Shortly after the referendum, I found a copy of Defoe’s A Tour Thro’ the Whole Island of Great Britain abandoned on a wall on my way home, and picked it up – and felt immense sadness that the Union, still finding its feet in Defoe’s day, might soon be shattered. If that looks a bit less likely now, it is because the people of Scotland have more sense than those of England in letting economic interests be a part of decisions about trans-national partnership. All the same, Defoe’s book sharpened the pangs of feeling that my home nation has lost something it may never recover in my lifetime.

Lamont implies that we pro-Europeans (so he’s anti-European then?) don’t accuse Scottish nationalists of being xenophobic in the way we do English nationalists. Could this be because Scotland doesn’t seem to have a problem with the rest of Europe, perhaps? There is plenty of ahistorical sentimentality in Scottish nationalism, as well as some kneejerk (as opposed to totally understandable) anti-English sentiment. But can anyone blame Scotland for resenting the fact that, having voted overwhelmingly to stay in the EU, it is being dragged out of it by the English?

Lamont talks about a “fusion” of national identity into the “larger whole” of the EU. This is utter nonsense. Does anyone believe that France, Germany, Spain, Italy, have lost one whit of their national identity? Nor have they ceded their sovereign power. Which brings us to that notorious line in the White Paper: “Whilst Parliament has remained sovereign throughout our membership of the EU, it has not always felt like that.” Here’s the factual content of that sentence: “Parliament has remained sovereign throughout our membership of the EU.” The rest is intangible and subjective sentiment. It hasn’t felt like it to whom? In what way? But “feeling”, without any tangible benefit, is all Lamont can offer for a position that looks daily more catastrophic.

### SUPPLIED MATERIAL
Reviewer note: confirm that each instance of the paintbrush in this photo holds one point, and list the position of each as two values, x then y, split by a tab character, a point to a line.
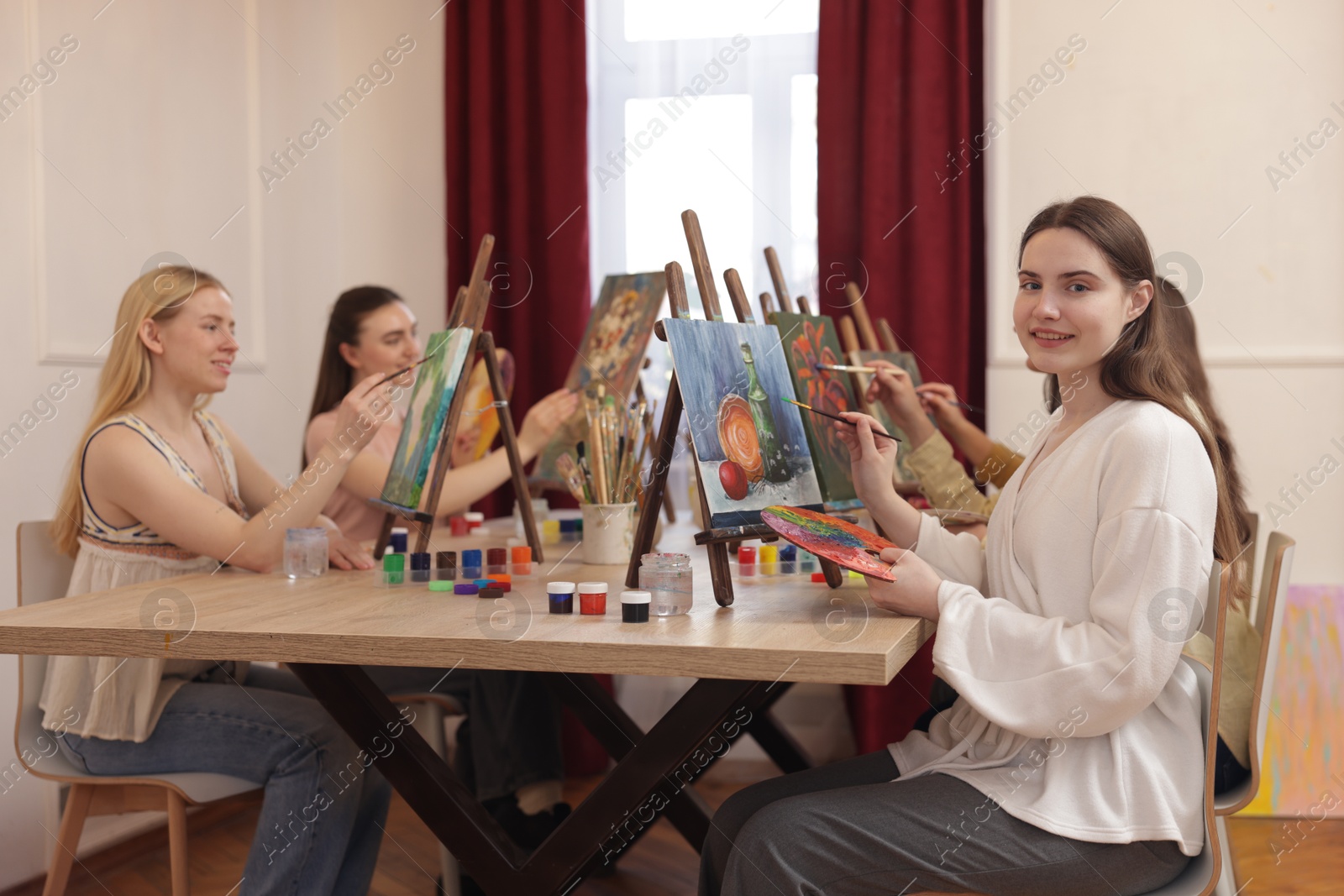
846	369
573	476
837	418
403	371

### EXERCISE OBJECTIVE
Write out everything in the referendum passage from "Shortly after the" down to "in my lifetime.", replacing "abandoned" with "left behind".

### WRITTEN SOLUTION
Shortly after the referendum, I found a copy of Defoe’s A Tour Thro’ the Whole Island of Great Britain left behind on a wall on my way home, and picked it up – and felt immense sadness that the Union, still finding its feet in Defoe’s day, might soon be shattered. If that looks a bit less likely now, it is because the people of Scotland have more sense than those of England in letting economic interests be a part of decisions about trans-national partnership. All the same, Defoe’s book sharpened the pangs of feeling that my home nation has lost something it may never recover in my lifetime.